[Problem requirements] Recast all of the data below as a numbered list, omitting any blank lines and leaving the pictures out of your answer.

[Records supplied]
· · · ·

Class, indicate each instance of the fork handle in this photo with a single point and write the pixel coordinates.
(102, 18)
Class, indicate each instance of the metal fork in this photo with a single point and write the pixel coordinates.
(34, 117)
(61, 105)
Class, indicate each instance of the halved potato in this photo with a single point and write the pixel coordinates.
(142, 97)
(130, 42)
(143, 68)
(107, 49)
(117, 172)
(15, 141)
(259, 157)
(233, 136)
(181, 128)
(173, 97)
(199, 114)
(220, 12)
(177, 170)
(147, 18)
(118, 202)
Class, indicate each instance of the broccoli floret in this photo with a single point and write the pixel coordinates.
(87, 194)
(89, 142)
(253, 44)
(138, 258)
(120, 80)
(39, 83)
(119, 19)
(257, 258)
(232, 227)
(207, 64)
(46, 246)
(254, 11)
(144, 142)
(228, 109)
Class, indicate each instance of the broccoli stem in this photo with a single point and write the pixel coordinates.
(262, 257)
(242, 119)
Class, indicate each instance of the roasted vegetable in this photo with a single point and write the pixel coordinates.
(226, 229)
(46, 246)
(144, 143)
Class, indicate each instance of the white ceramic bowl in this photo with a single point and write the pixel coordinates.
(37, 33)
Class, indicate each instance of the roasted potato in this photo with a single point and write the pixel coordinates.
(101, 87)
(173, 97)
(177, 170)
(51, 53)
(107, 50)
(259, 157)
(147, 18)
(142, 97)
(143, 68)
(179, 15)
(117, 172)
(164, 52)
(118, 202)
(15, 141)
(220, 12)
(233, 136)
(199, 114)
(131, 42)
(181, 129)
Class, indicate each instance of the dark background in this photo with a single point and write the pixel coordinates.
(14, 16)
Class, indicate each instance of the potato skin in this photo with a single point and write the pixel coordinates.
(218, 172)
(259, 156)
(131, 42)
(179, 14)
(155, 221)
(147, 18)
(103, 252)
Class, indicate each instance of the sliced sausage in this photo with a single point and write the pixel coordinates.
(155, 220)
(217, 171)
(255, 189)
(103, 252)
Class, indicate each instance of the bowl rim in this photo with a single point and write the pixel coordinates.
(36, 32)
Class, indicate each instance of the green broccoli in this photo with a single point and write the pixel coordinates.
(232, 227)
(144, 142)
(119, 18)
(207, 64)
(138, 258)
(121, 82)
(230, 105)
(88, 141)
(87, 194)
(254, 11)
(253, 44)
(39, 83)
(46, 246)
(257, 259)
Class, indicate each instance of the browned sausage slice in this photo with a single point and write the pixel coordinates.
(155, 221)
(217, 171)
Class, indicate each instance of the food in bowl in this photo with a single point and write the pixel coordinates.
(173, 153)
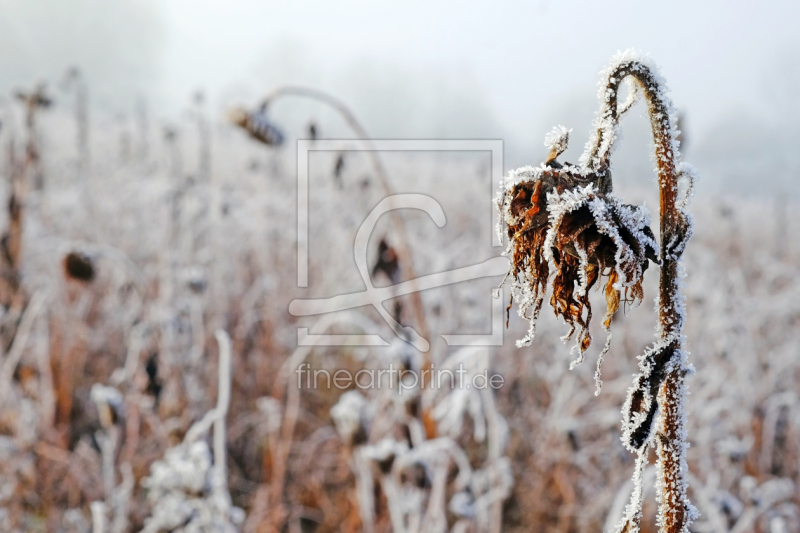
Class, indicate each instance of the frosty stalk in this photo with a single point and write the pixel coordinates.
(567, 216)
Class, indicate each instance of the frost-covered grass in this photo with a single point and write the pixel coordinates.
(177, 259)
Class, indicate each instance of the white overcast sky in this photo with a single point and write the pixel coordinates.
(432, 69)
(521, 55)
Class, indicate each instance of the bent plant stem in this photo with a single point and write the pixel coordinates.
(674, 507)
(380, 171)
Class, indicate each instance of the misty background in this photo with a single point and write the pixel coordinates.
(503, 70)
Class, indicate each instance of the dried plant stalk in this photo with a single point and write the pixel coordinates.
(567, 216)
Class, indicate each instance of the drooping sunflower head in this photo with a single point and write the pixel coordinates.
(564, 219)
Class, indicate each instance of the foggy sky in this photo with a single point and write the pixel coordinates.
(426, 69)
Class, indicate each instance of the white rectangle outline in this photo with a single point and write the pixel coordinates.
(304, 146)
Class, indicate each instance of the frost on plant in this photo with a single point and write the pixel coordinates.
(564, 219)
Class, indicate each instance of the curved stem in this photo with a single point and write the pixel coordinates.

· · · ·

[Task solution]
1. Class, indicate each instance of the fork handle in this photo with a single point and write the pixel coordinates.
2. (102, 18)
3. Class, indicate each instance of the metal fork in this photo with a single point and write the pixel coordinates.
4. (34, 117)
5. (61, 105)
6. Class, indicate each instance of the halved potato in this photo with a single point and write the pixel coordinates.
7. (142, 97)
8. (130, 42)
9. (143, 68)
10. (107, 49)
11. (117, 172)
12. (15, 141)
13. (259, 157)
14. (233, 136)
15. (181, 128)
16. (173, 97)
17. (199, 114)
18. (220, 12)
19. (177, 170)
20. (147, 18)
21. (118, 202)
22. Class, indicate each instance of the broccoli floret in this photo with a single point and write the pixel coordinates.
23. (87, 194)
24. (89, 142)
25. (253, 44)
26. (138, 258)
27. (120, 80)
28. (39, 83)
29. (119, 19)
30. (257, 258)
31. (232, 227)
32. (207, 64)
33. (46, 246)
34. (254, 11)
35. (144, 142)
36. (228, 109)
37. Class, indicate each instance of the broccoli stem in this photo with a single point and write the pixel coordinates.
38. (262, 257)
39. (242, 119)
40. Class, indicate each instance of the roasted vegetable in this photo with a single point and write the pixel coordinates.
41. (226, 229)
42. (46, 246)
43. (144, 143)
44. Class, indicate each instance of the white ceramic bowl in this photo with a single point and write the pixel coordinates.
45. (37, 33)
46. Class, indicate each instance of the roasted potato in this photo with a single point and write the pixel coordinates.
47. (101, 87)
48. (173, 97)
49. (177, 170)
50. (51, 53)
51. (107, 50)
52. (259, 157)
53. (147, 18)
54. (142, 97)
55. (143, 68)
56. (179, 15)
57. (117, 172)
58. (164, 52)
59. (118, 202)
60. (15, 141)
61. (220, 12)
62. (233, 136)
63. (199, 114)
64. (131, 42)
65. (181, 129)
66. Class, indicate each instance of the dark background in this photo with a single point and write the pixel coordinates.
67. (14, 16)
68. Class, indicate each instance of the potato skin in this photo with a single point and write the pixel coordinates.
69. (218, 172)
70. (259, 156)
71. (131, 42)
72. (179, 14)
73. (155, 221)
74. (147, 18)
75. (103, 252)
76. Class, indicate each instance of the sliced sausage in this photo with a single point and write the pixel coordinates.
77. (155, 220)
78. (217, 171)
79. (255, 189)
80. (103, 252)
81. Class, indicate each instance of the bowl rim in this photo with a single point and write the pixel coordinates.
82. (36, 32)
83. Class, indicate each instance of the green broccoli in this photo with a single point and write the pixel coordinates.
84. (232, 227)
85. (144, 142)
86. (119, 18)
87. (207, 64)
88. (138, 258)
89. (121, 82)
90. (230, 105)
91. (88, 141)
92. (87, 194)
93. (254, 11)
94. (253, 44)
95. (39, 83)
96. (46, 246)
97. (257, 259)
98. Class, indicate each instance of the browned sausage slice in this photo with a single point and write the pixel coordinates.
99. (155, 221)
100. (217, 171)
101. Class, indicate each instance of the food in bowl in this photo with a single point and write the pixel coordinates.
102. (173, 153)
103. Class, indicate each instance of the frosty stalk in this photo with a single point and write the pixel coordinates.
104. (567, 216)
105. Class, indicate each instance of the frost-covered grass in this photo with a single point and write the pixel coordinates.
106. (177, 259)
107. Class, indicate each instance of the white overcast sky in this photo with a single point and write the pixel coordinates.
108. (432, 69)
109. (521, 55)
110. Class, indicate each instance of the bent plant stem in this photo with a single point and write the pixel coordinates.
111. (674, 507)
112. (380, 171)
113. Class, indicate each instance of the misty background in this photo with a single point and write the pixel coordinates.
114. (503, 70)
115. Class, indicate each instance of the dried plant stalk in this photo with a single point and write the pixel coordinates.
116. (567, 216)
117. Class, indicate each instance of the drooping sunflower head in this photo with a single point and write the pixel coordinates.
118. (564, 219)
119. Class, indicate each instance of the foggy sky in this photo with a single point and write the pixel coordinates.
120. (426, 69)
121. Class, indicate each instance of the white rectangle outline in this photo with a single point and write the pixel coordinates.
122. (304, 146)
123. Class, indicate each instance of the frost on plant in this photo with a single point and write the pixel coordinates.
124. (564, 219)
125. Class, indicate each instance of the curved stem in this photo with a single point and write the pixel coordinates.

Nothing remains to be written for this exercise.